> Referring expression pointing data
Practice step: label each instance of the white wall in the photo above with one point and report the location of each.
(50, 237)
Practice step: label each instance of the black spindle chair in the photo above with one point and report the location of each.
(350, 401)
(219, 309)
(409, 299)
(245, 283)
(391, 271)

> WHAT TO PRODUCE
Output exactly the lines above, from the one holding "Practice step: label each instance of the black" through the end of the data, including the first and last.

> ANSWER BELOW
Practice step: label each instance of the black spindle chair in the photo above with one point and report the location of each.
(350, 401)
(219, 309)
(409, 299)
(245, 283)
(391, 271)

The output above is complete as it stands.